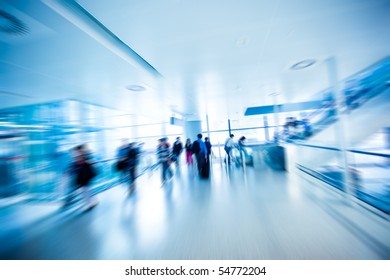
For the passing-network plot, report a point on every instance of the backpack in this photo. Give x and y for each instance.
(195, 147)
(132, 156)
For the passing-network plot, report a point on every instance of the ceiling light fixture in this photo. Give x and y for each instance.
(11, 24)
(303, 64)
(80, 17)
(135, 88)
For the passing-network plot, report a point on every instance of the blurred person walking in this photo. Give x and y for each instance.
(121, 164)
(83, 172)
(164, 156)
(188, 147)
(132, 161)
(200, 150)
(176, 152)
(229, 144)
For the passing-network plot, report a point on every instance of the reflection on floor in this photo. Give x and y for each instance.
(262, 214)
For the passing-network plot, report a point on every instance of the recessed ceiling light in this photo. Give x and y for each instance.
(303, 64)
(135, 88)
(11, 25)
(243, 41)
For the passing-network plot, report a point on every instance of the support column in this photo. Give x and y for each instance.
(340, 124)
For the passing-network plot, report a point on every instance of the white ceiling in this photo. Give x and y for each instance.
(216, 57)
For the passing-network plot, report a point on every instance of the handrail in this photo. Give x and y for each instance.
(338, 149)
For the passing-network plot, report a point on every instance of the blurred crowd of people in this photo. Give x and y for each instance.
(294, 129)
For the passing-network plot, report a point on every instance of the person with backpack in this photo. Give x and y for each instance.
(131, 162)
(200, 151)
(121, 164)
(229, 145)
(82, 172)
(176, 152)
(164, 156)
(188, 147)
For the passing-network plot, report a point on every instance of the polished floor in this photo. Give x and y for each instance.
(256, 214)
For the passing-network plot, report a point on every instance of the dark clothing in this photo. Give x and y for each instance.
(177, 148)
(188, 147)
(208, 147)
(132, 160)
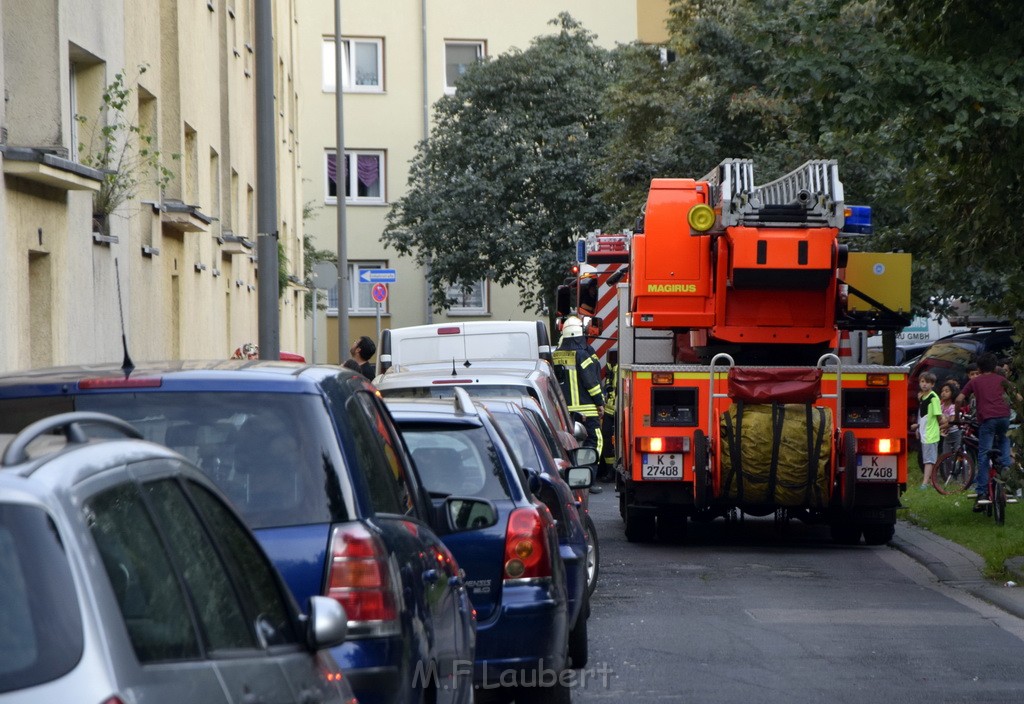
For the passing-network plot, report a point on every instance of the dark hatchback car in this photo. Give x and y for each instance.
(514, 573)
(126, 578)
(311, 459)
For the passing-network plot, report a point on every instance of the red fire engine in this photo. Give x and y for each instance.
(726, 308)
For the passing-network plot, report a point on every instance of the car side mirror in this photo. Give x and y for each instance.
(327, 624)
(468, 513)
(583, 455)
(579, 477)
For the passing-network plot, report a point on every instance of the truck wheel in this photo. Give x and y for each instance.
(639, 525)
(849, 469)
(700, 470)
(879, 535)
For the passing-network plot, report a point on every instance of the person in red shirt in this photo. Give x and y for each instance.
(990, 391)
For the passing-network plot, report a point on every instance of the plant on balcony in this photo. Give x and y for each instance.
(118, 146)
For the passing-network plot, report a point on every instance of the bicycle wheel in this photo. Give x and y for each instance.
(998, 501)
(953, 473)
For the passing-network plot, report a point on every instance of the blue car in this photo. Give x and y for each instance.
(529, 450)
(514, 572)
(312, 462)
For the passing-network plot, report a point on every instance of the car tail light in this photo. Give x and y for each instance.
(664, 444)
(879, 445)
(360, 579)
(526, 555)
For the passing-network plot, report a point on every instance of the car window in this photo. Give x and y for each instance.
(252, 574)
(267, 452)
(40, 624)
(216, 603)
(379, 457)
(456, 459)
(145, 585)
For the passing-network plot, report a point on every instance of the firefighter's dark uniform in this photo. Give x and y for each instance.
(607, 470)
(580, 375)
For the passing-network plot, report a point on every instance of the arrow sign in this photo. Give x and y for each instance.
(378, 276)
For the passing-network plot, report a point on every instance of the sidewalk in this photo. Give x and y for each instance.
(956, 566)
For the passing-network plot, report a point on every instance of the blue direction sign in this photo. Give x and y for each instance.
(378, 276)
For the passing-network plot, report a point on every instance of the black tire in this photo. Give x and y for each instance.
(999, 503)
(953, 473)
(593, 555)
(701, 470)
(879, 534)
(849, 448)
(639, 525)
(845, 532)
(579, 640)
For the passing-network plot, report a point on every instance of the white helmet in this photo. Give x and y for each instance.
(572, 327)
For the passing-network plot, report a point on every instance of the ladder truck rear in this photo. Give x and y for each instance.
(732, 398)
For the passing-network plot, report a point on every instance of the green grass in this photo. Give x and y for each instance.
(951, 518)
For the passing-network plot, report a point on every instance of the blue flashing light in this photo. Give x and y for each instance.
(858, 220)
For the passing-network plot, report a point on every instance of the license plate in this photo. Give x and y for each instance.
(662, 466)
(877, 468)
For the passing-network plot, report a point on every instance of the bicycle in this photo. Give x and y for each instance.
(995, 499)
(954, 471)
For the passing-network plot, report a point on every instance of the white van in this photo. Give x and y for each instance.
(463, 344)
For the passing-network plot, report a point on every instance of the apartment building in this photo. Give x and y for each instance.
(399, 57)
(173, 265)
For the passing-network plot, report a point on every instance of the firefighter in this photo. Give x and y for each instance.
(606, 471)
(580, 374)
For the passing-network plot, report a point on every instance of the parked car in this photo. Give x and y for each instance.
(127, 578)
(948, 356)
(534, 381)
(463, 344)
(516, 579)
(311, 459)
(579, 555)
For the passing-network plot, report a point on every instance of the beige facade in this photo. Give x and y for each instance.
(412, 45)
(181, 258)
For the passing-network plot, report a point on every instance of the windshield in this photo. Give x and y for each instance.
(456, 460)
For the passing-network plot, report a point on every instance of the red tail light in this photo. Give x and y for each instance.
(360, 579)
(526, 555)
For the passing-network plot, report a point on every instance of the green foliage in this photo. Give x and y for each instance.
(118, 146)
(506, 182)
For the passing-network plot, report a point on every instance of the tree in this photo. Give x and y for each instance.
(507, 180)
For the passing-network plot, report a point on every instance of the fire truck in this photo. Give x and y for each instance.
(728, 307)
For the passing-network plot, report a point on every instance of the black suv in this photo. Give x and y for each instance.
(948, 357)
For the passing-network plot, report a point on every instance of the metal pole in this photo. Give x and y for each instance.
(266, 186)
(340, 176)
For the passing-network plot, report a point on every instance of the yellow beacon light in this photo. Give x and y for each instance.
(700, 217)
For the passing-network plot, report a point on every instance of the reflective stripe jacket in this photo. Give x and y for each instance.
(580, 374)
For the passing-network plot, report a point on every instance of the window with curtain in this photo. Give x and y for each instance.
(458, 57)
(364, 177)
(360, 66)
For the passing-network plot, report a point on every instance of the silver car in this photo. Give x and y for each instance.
(125, 578)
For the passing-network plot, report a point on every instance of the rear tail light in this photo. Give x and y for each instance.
(664, 444)
(879, 445)
(361, 580)
(526, 555)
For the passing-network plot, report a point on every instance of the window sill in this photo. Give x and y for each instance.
(41, 166)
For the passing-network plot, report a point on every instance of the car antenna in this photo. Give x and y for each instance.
(127, 365)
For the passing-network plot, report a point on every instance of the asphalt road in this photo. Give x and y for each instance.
(739, 614)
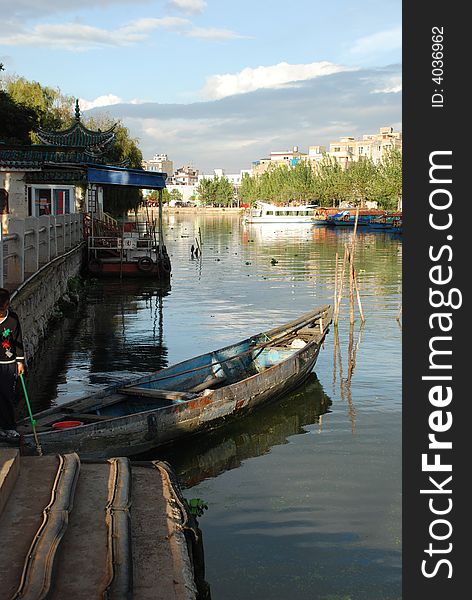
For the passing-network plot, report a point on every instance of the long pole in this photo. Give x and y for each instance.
(32, 419)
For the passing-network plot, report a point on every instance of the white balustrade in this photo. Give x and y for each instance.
(33, 242)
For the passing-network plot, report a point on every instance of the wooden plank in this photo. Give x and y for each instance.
(208, 384)
(162, 394)
(119, 581)
(90, 417)
(92, 402)
(37, 574)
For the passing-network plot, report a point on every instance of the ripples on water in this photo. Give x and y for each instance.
(304, 494)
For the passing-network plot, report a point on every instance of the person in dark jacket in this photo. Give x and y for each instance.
(12, 364)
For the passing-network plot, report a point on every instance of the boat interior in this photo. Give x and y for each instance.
(184, 381)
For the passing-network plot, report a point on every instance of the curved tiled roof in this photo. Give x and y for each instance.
(80, 137)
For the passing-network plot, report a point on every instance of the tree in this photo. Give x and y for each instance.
(16, 121)
(359, 178)
(224, 192)
(388, 184)
(176, 196)
(53, 109)
(206, 191)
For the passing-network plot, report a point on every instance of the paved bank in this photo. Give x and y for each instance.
(81, 530)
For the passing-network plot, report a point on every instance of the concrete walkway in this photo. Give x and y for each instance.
(79, 530)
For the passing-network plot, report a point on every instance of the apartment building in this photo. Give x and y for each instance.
(186, 175)
(373, 146)
(234, 178)
(277, 158)
(160, 163)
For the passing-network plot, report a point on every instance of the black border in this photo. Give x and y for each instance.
(427, 129)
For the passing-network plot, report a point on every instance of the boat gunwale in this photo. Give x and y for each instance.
(99, 425)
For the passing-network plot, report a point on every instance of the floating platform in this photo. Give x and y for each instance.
(83, 530)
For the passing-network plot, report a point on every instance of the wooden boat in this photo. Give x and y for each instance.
(386, 222)
(186, 398)
(128, 252)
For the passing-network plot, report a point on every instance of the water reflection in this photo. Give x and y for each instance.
(117, 331)
(250, 436)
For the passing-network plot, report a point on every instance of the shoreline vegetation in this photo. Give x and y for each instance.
(28, 105)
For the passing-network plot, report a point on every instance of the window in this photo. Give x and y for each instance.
(42, 202)
(3, 201)
(51, 200)
(61, 202)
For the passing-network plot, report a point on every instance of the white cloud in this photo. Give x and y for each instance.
(189, 6)
(236, 130)
(211, 33)
(33, 8)
(390, 85)
(78, 37)
(106, 100)
(382, 41)
(249, 79)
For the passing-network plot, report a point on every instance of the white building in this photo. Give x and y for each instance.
(160, 163)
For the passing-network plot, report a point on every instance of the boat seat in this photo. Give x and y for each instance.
(211, 383)
(153, 393)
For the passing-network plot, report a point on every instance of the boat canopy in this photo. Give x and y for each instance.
(109, 175)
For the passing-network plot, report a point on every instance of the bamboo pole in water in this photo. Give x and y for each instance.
(335, 283)
(341, 285)
(351, 288)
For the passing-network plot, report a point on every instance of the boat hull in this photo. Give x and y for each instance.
(142, 431)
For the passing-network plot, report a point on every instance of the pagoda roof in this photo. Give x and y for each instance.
(39, 155)
(79, 136)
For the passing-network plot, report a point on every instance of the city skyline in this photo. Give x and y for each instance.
(214, 83)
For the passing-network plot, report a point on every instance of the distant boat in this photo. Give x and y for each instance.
(128, 252)
(387, 222)
(197, 394)
(271, 213)
(347, 218)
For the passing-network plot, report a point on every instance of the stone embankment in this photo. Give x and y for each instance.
(82, 530)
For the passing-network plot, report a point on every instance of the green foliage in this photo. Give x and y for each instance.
(218, 191)
(53, 110)
(176, 196)
(16, 121)
(197, 506)
(328, 183)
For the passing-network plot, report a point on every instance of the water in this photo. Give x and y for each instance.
(305, 494)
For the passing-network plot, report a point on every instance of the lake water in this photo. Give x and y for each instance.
(304, 495)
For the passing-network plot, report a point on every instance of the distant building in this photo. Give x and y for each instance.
(186, 175)
(161, 164)
(373, 146)
(234, 178)
(278, 157)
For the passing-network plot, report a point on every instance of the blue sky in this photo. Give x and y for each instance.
(190, 66)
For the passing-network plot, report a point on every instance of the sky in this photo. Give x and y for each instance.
(216, 83)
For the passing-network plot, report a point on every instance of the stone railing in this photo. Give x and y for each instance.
(33, 242)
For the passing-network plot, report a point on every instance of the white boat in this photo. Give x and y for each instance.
(270, 213)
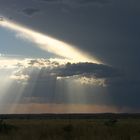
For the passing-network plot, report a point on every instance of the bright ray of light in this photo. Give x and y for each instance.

────────────────────

Locate the line containing "instance of the sky" in the records above, then output it and every line after it through the last, excluding pictures.

For the passing-network plot, report a point on every instance of the sky in this photo. Give x and y for each instance.
(216, 83)
For the passing-network plot, report a point on every instance of the stone railing in this photo. Give x and y for each instance.
(33, 242)
For the passing-network plot, report a point on every instance of the white boat in this photo. Give x and y for each instance.
(270, 213)
For the passing-network plot, report a point on every instance of the bright ray of light in this photo. Give x and y for each instance.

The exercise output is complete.